[Start]

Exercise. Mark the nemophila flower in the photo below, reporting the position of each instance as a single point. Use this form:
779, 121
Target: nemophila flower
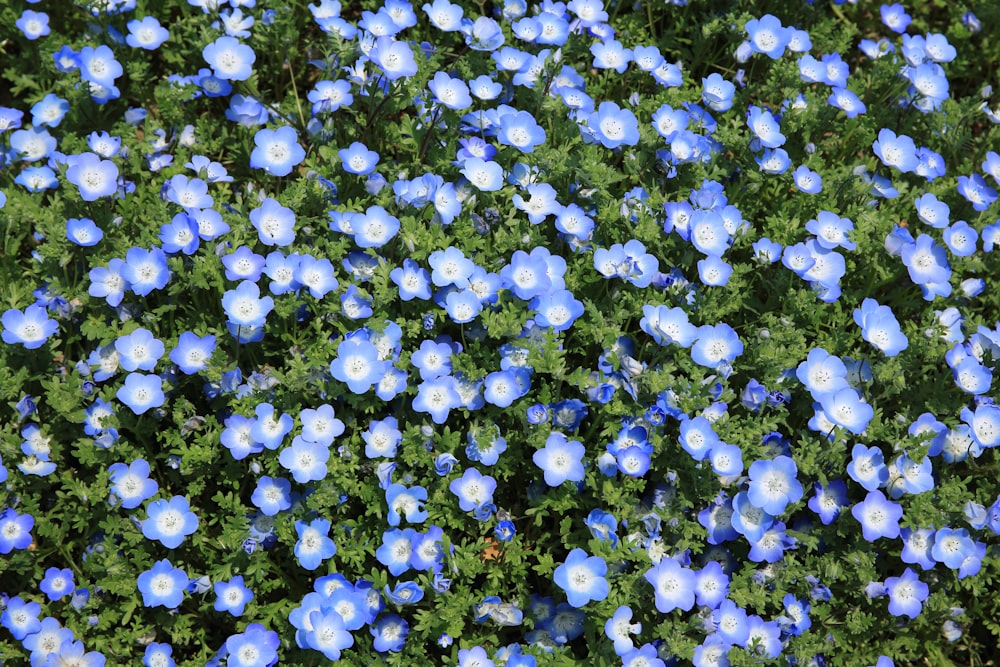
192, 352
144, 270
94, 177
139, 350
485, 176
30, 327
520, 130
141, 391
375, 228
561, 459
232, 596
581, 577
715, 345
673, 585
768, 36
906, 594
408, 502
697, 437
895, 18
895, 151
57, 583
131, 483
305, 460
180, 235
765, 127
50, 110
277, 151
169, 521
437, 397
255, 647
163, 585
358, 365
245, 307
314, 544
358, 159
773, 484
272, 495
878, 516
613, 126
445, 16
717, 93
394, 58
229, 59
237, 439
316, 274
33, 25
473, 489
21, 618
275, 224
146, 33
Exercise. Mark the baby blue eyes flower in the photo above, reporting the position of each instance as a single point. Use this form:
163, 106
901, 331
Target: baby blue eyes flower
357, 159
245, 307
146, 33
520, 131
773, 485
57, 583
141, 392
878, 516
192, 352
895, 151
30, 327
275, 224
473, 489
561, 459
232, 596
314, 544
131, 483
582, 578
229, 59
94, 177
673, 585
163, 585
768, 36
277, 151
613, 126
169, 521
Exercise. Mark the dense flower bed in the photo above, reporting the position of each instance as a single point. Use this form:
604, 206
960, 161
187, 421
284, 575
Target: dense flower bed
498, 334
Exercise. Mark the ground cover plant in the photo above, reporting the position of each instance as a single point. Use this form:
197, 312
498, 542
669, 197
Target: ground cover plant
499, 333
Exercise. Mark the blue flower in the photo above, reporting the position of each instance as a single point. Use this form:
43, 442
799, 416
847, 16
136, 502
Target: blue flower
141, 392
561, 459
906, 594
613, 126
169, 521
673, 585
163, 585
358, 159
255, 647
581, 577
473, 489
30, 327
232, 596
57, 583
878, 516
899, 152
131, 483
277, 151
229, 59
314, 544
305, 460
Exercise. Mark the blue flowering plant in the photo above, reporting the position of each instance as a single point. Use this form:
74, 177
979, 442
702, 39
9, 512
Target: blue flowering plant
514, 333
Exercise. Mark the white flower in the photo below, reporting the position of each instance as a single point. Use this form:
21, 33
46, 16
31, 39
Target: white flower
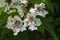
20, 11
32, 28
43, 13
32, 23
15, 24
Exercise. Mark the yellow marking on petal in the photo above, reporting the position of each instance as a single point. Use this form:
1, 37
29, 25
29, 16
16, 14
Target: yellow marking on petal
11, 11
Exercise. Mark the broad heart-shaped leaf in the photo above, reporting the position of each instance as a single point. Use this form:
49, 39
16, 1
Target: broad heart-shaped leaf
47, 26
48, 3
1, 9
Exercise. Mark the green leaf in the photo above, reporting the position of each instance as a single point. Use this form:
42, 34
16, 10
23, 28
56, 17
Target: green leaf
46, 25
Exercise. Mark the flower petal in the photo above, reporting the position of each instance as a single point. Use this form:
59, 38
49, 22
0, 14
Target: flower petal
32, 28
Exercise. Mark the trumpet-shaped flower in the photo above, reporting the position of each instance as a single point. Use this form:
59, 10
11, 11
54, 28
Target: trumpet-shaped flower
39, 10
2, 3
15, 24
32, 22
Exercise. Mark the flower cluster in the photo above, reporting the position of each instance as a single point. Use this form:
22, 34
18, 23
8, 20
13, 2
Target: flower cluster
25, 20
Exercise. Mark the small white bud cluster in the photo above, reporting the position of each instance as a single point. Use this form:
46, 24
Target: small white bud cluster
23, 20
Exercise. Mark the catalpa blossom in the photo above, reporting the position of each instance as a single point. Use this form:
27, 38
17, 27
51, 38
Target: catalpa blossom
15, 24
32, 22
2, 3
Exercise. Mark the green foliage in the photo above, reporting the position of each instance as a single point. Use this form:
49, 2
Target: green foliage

[End]

Restate the whole listing above exactly, except for its images.

Exercise. Mark the nemophila flower in the photo below, reporting the position of each instance as a single point. Use this form:
779, 121
Target: nemophila flower
192, 352
144, 270
94, 177
139, 350
485, 176
30, 327
520, 130
141, 391
375, 228
561, 459
232, 596
581, 577
715, 345
673, 585
768, 36
906, 594
408, 502
697, 437
895, 18
895, 151
57, 583
131, 483
305, 460
180, 235
765, 127
50, 110
277, 151
169, 521
437, 397
255, 647
163, 585
358, 365
245, 307
314, 544
358, 159
773, 484
272, 495
878, 516
613, 126
445, 16
717, 93
394, 58
229, 59
237, 439
316, 274
33, 25
473, 489
21, 618
275, 224
146, 33
Exercise. Mark the baby blue eyes flower in the photo above, reporting the position of each instance as a single point. Use this form:
163, 106
901, 331
Target: baby blue eyes flower
357, 159
245, 307
146, 33
520, 131
773, 485
57, 583
141, 392
878, 516
192, 352
895, 151
30, 327
275, 224
473, 489
561, 459
232, 596
314, 544
131, 483
582, 578
229, 59
94, 177
673, 585
163, 585
768, 36
277, 151
613, 126
169, 521
Exercise. Mark the dense flower bed in the photo above, reporting the position of each instance as a single point. Use this form:
604, 206
960, 161
187, 421
284, 575
Target: dense flower bed
498, 334
Exercise. Mark the ground cover plant in the photo above, reporting the position of each instance as a single point. Use this form:
197, 312
498, 542
669, 197
Target: ground cover plant
499, 333
Exercise. Mark the blue flower in the photo above, reporting the position of each instance as a single point. Use this form:
43, 442
799, 416
847, 16
136, 502
Target: blue flower
141, 392
561, 459
906, 594
613, 126
169, 521
673, 585
163, 585
358, 159
255, 647
581, 577
473, 489
30, 327
232, 596
57, 583
878, 516
899, 152
131, 483
277, 151
229, 59
314, 544
305, 460
Exercise. Mark the blue flowering plant in the photo above, reporting the position of each instance as a single point. Use this form:
74, 177
979, 442
702, 39
9, 512
Target: blue flowering plant
514, 333
Exercise. Mark the white flower in the photo below, reporting the position of each instance as a single point. Use this form:
21, 33
46, 16
31, 39
Target: white flower
20, 11
32, 28
43, 13
32, 23
15, 24
Exercise. Mark the yellow marking on petal in the photo above, reporting the position of each instance as a single point. Use this form:
1, 37
29, 25
29, 16
16, 14
Target: yellow marking on petal
11, 11
Exercise. Mark the broad heart-shaped leaf in the photo above, reporting the position of each instance as a single point. Use this form:
49, 39
16, 1
Target: broad heart-shaped leaf
47, 26
48, 3
1, 9
Exercise. Mark the green leaf in the photo above, reporting the position of each instance as a single point. Use this form:
42, 34
16, 10
23, 28
56, 17
Target: green leaf
46, 25
Exercise. Mark the flower petal in the photo above, reporting the position of each instance as a single point. Use this form:
59, 38
49, 22
0, 14
Target: flower petal
32, 28
Exercise. Mark the trumpet-shaped flower in the photo above, reporting the position of each instance as a single point. Use this form:
59, 10
11, 11
54, 28
Target: trumpet-shaped flower
39, 10
2, 3
15, 24
32, 22
Exercise. Mark the flower cluster in the photo above, reporting the position of each instance as a single point. Use this form:
22, 34
18, 23
8, 20
13, 2
Target: flower cluster
25, 20
Exercise. Mark the small white bud cluster in the photo above, reporting the position of each instance as a single point. Use this form:
46, 24
Target: small white bud cluster
23, 20
Exercise. Mark the catalpa blossom in the photo above, reporting the position of each instance as a single point. Use this form:
27, 38
17, 27
51, 38
Target: catalpa blossom
15, 24
32, 22
2, 3
Exercise. Mark the green foliage in the photo above, reporting the position of each instance as a single point. Use this form:
49, 2
Target: green foliage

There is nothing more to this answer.